WHAT IS REQUIRED ::
Continue the Dáil speech on the Garda Síochána (Recording Devices) Bill from where it stops.

DOCUMENT PASSAGE ::
────────
Dáil debates

Wednesday, 1 February 2023

Garda Síochána (Recording Devices) Bill 2022: Second Stage

 

2:30 pm

Photo of Cathal CroweCathal Crowe (Clare, Fianna Fail) | Oireachtas source

I welcome Councillor Shane Curley from Loughrea, a fine public representative from the west, who is in the Public Gallery.

This is positive legislation. It is something I spoke about 18 months ago in the House. Not a week goes by that we do not see on social media gardaí being harangued, pushed, jeered at and, in some instances, punched and cars being driven at them by absolute thugs, scum. It is right that gardaí should be given every personal defence possible when uniformed, on the beat or driving their cars. A body cam is certainly the way to go about starting that and empowering them once again. Morale is low in the force at this time. I have seen body cams. Before I spoke on this matter in the Dáil some months back, I acquainted myself with what they look like. There is a light and a recording button. The individual standing in front of the garda at the moment of the interaction is not recorded unless there is a very good need for it or unless a situation has escalated. A light comes on. The individual is very much aware that the incident is being recorded. It is a no-brainer. It is about empowering our gardaí to once again become strong enforcers of the laws of our land, not to be pushed about by thugs on our street. We have seen far too much of that. I hope that during the Minister's tenure in the Department of Justice, as the helmsman of the Department, he will be the strongest defender of our front-line gardaí.

As I said, morale in the Garda is low at this time. More than 100 gardaí are suspended. The Minister cannot interfere operationally in that. An investigation is under way with the Garda National Bureau of Criminal Investigation. Some of the gardaí are suspended because they squared road traffic fines and others for worse alleged offences. The Minister cannot interfere with that. Some of those suspensions are now 18 months on. These are really good, qualified gardaí who are at home and being fully paid. They would be far better off back on our streets and on the beat. The Minister has to have some oversight of this to speak with the Commissioner. He cannot be judge or jury and find them guilty or innocent - that is for somebody else entirely - but surely this needs to move on. The Garda National Bureau of Criminal Investigation needs to move this on. The gardaí are either guilty or they are not. If they are not guilty, let them get back to what they are good at doing.
────────
GIVEN MATERIAL ::
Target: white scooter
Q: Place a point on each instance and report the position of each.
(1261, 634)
────────
OUTPUT BELOW ::
Mobility in the force is quite limited as well. I have many friends in the Garda. When gardaí graduate from Templemore College, most of them inevitably end up in inner-city Dublin stations. There is a certain buzz about that because of the activity and the footfall on the streets of Dublin. As time moves on, however, gardaí get engaged, perhaps get married, start families and are drawn to come back to their home communities, but there is little mobility. There needs to be a perfect match. If a garda wants to come back to County Clare from Dublin, he or she needs somebody to go up to Dublin for him or her to come down to Clare. It does not always work perfectly. That in itself is a morale-draining issue of which the Minister should have some oversight.

I wish to speak in my last minute about databases. We have had a DNA database in Ireland since 2015. It is now nine years old. We have the Eurodac database for fingerprints across Europe. Those data, I fear, are not properly stored or held. Eurodac erases its data every two years. Some countries have tried this in the past. It would be wonderful in this day and age if Ireland were to move to mandatory fingerprinting for all people. The majority of people have nothing to fear, and we have biometric passports now in a lot of EU countries, but when a crime is committed, there could be a data set there readily available to one's local Garda station and at the scene of a crime. At the moment it is hit and miss. It is a matter of dusting down the fingerprints and trying to collate those data.

Surely using all the scientific advances there have been in the world in recent decades we should move to some form of fingerprint database for all citizens so that gardaí are not left spending months trying to investigate something that could probably be solved quite quickly.